### Exercise prompt
Beginning at the top of the data below, restate every line word for word until the line containing "positive clicks: (38, 390) (15, 427)" has been included, and omit the pictures.

___ Input records ___

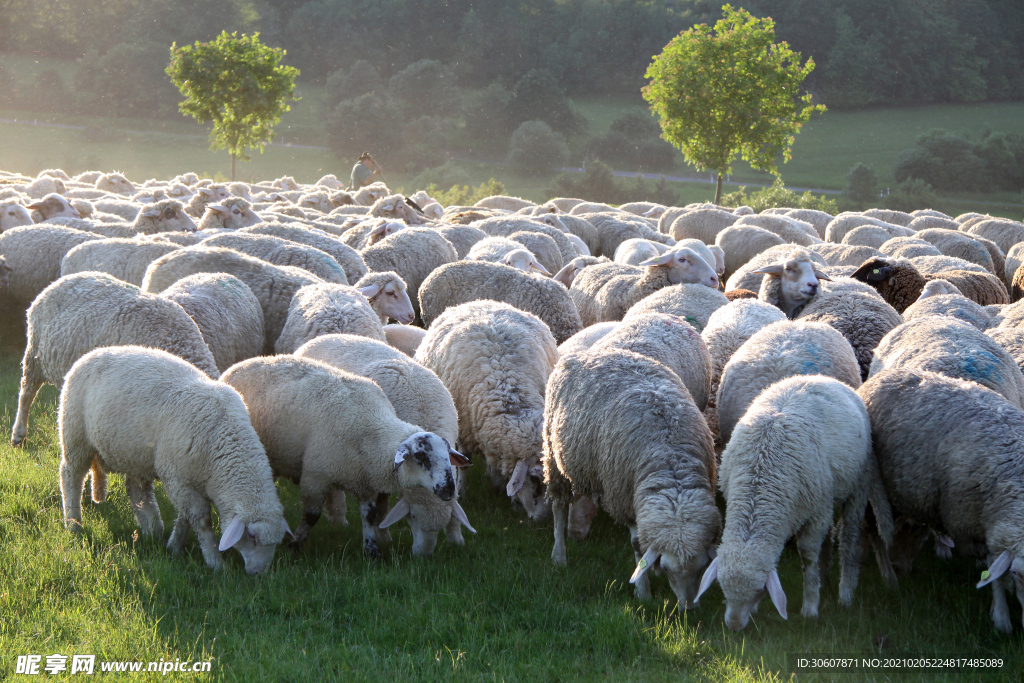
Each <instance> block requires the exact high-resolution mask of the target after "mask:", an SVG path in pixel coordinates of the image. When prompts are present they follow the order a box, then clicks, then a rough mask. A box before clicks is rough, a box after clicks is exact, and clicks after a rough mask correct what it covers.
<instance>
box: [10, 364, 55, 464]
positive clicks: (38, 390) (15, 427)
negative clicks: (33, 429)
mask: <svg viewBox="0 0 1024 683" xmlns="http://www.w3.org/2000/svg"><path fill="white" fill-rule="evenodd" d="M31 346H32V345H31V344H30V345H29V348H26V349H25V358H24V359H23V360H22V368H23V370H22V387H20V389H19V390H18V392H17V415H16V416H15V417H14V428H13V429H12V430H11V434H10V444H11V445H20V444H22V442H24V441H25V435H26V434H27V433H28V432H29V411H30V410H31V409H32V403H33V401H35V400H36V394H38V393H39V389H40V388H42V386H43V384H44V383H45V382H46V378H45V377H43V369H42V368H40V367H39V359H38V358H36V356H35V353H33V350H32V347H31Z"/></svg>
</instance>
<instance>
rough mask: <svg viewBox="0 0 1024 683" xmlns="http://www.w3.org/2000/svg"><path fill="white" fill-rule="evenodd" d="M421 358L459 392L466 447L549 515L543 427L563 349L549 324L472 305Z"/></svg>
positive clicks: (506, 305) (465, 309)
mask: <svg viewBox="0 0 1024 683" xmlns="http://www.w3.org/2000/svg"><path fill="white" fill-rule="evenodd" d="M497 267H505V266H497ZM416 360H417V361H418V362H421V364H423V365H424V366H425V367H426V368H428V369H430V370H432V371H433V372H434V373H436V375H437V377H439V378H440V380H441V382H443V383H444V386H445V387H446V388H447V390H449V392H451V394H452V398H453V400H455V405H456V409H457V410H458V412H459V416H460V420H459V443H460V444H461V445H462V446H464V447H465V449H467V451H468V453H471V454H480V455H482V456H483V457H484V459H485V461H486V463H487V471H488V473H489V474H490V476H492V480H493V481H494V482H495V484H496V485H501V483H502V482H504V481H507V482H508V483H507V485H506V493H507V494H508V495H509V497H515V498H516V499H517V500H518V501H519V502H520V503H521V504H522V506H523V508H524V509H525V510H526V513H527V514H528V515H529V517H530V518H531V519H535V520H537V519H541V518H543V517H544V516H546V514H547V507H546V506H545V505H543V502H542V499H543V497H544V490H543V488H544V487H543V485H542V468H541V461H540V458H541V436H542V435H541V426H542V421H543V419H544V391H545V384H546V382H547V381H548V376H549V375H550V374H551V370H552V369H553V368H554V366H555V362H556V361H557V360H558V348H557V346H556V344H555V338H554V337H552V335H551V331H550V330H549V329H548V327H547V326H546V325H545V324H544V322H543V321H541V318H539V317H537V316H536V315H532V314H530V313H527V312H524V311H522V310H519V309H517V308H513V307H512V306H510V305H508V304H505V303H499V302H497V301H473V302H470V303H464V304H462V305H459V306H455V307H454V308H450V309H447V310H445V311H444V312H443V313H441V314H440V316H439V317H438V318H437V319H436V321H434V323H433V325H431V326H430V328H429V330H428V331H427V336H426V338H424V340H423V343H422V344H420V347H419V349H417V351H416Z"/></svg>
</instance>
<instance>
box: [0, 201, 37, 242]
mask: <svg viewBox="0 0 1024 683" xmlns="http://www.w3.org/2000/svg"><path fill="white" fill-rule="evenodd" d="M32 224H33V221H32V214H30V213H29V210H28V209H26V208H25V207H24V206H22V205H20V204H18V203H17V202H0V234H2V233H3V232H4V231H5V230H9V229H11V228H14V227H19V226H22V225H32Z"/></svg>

___

### Result of the task
Each <instance> block requires the exact high-resolution mask of the target after "mask:", an SVG path in pixel coordinates of the image. When prompts are present they follow the order a box, then clicks, then a rough mask. A box before clicks is rough, a box after clicks is exact, and clicks after a rough mask correct what it covers.
<instance>
box: [10, 364, 55, 464]
positive clicks: (38, 390) (15, 427)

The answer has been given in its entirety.